● Exercise task: Rewrite the data below with every "instance" changed to "occurrence" and all other text kept as it stands. Leave the pictures out of your answer.

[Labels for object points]

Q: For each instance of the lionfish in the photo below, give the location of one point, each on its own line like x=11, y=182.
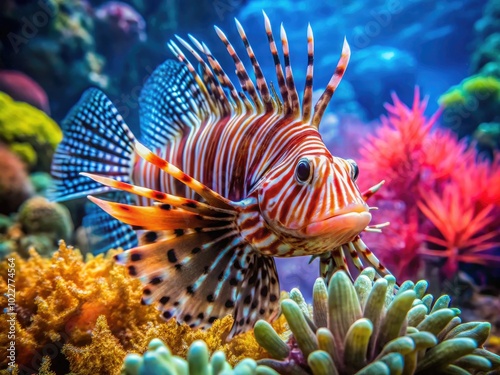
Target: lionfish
x=225, y=181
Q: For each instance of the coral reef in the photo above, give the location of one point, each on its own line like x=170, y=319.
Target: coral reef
x=159, y=360
x=52, y=42
x=28, y=132
x=471, y=103
x=42, y=182
x=23, y=89
x=118, y=30
x=74, y=311
x=39, y=224
x=15, y=186
x=437, y=197
x=365, y=328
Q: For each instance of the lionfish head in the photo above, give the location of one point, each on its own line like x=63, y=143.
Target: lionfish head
x=314, y=196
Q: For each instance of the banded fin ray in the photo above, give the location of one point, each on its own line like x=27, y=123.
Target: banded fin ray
x=160, y=197
x=159, y=217
x=176, y=99
x=96, y=140
x=215, y=275
x=104, y=232
x=212, y=197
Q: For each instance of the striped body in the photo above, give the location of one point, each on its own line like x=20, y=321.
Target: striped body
x=225, y=181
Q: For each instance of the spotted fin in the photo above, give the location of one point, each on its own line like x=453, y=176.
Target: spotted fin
x=104, y=232
x=96, y=140
x=201, y=269
x=169, y=103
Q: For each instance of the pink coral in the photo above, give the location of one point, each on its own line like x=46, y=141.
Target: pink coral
x=442, y=199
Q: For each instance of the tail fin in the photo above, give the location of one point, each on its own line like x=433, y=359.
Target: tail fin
x=96, y=140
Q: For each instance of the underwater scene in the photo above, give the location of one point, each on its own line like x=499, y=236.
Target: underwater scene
x=250, y=187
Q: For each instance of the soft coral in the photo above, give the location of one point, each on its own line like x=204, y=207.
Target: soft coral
x=448, y=203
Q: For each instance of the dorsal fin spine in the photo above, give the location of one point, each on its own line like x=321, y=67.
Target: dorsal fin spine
x=324, y=99
x=245, y=81
x=217, y=94
x=290, y=84
x=279, y=71
x=224, y=80
x=207, y=103
x=218, y=82
x=308, y=87
x=259, y=75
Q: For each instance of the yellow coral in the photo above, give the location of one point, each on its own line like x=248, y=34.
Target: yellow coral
x=93, y=306
x=482, y=84
x=29, y=132
x=104, y=355
x=453, y=97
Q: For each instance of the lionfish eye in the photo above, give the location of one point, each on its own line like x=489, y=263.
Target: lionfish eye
x=355, y=169
x=303, y=171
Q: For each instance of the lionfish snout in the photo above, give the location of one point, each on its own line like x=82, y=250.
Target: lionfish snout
x=342, y=213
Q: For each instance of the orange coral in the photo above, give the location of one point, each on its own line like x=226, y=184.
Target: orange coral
x=91, y=311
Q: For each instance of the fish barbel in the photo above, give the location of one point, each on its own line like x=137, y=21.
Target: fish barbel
x=224, y=181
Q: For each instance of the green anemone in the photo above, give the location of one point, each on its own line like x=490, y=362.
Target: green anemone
x=371, y=327
x=158, y=360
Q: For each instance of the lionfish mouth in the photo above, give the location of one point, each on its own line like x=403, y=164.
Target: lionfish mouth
x=346, y=223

● Task answer:
Q: For each occurrence of the lionfish in the photo below, give the location of one point, each on its own line like x=11, y=182.
Target: lionfish
x=225, y=181
Q: For each occurrence of the coral reef in the photo above, give the location of one point, each on its own line like x=170, y=319.
Target: coral reef
x=159, y=360
x=52, y=42
x=28, y=132
x=471, y=103
x=42, y=182
x=23, y=89
x=118, y=30
x=74, y=311
x=39, y=224
x=15, y=186
x=437, y=197
x=365, y=328
Q: For each occurrence of the lionfish head in the photo above, give the location of one point, each on its own line like x=63, y=143.
Target: lionfish head
x=314, y=196
Q: For each occurrence of the banded fin ray in the photo above, give the location of one point, each on its own line like x=27, y=123.
Target: banded fin ray
x=160, y=197
x=159, y=217
x=176, y=99
x=96, y=140
x=215, y=275
x=104, y=232
x=212, y=197
Q: For each occurrence of the striped body in the photo above, give the location of one point, each on its own line like x=20, y=321.
Target: striped body
x=225, y=181
Q: For each occurrence of the spotted fin in the photo above, give the location of one point, each on its own line like x=453, y=176.
Target: spotted fin
x=104, y=232
x=96, y=140
x=201, y=269
x=169, y=103
Q: For each occurrence of the pink coral in the photo above, give the location of one point, each on its own line like x=46, y=141.
Target: pink coral
x=442, y=199
Q: For each occurrence of the tail fin in the photo above, give the location of one point, each on its own line like x=433, y=359.
Target: tail fin
x=96, y=140
Q: For each occurrence of the underwater scene in the photo above, give the location of one point, each on its own line like x=499, y=236.
Target: underwater scene
x=250, y=187
Q: For each occurrence of the soft coral in the photo above, give the location of one point, each on its own line like x=204, y=207.
Target: soft coral
x=448, y=203
Q: For each occurrence of the dorsal fin spine in the photo above, give the location of one point, each on its own line like x=321, y=67.
Target: dorsal fin spine
x=324, y=99
x=245, y=81
x=217, y=94
x=290, y=84
x=279, y=71
x=224, y=80
x=207, y=103
x=218, y=82
x=308, y=87
x=259, y=75
Q: For each occurrence of the yellow coral in the photo above, give the location of one point, each on its own line like x=248, y=34.
Target: yellow coral
x=93, y=306
x=482, y=84
x=29, y=132
x=104, y=355
x=453, y=97
Q: For each occurrence of the lionfish eye in the photo above, give the location of one point, each on its own line like x=489, y=263.
Target: lionfish eye
x=355, y=169
x=303, y=171
Q: For each occurrence of the lionfish snout in the photo above, give the location of one point, each on its own line like x=82, y=250.
Target: lionfish snout
x=342, y=213
Q: For each occurrence of the orange coral in the photo above, give the location of one point, each on its own line like x=226, y=184.
Target: orange coral
x=91, y=311
Q: For each occurrence of the fish barbel in the photo above, give the location of one point, each on its own line like x=137, y=21.
Target: fish barbel
x=224, y=181
Q: For each occurrence of the green anemone in the photo above, give the location of one point, each on its own line like x=490, y=362.
Target: green anemone
x=371, y=327
x=158, y=360
Q: For each occurrence of the lionfish mouth in the photo above, give the location of one point, each on its own line like x=403, y=164.
Target: lionfish mouth
x=346, y=223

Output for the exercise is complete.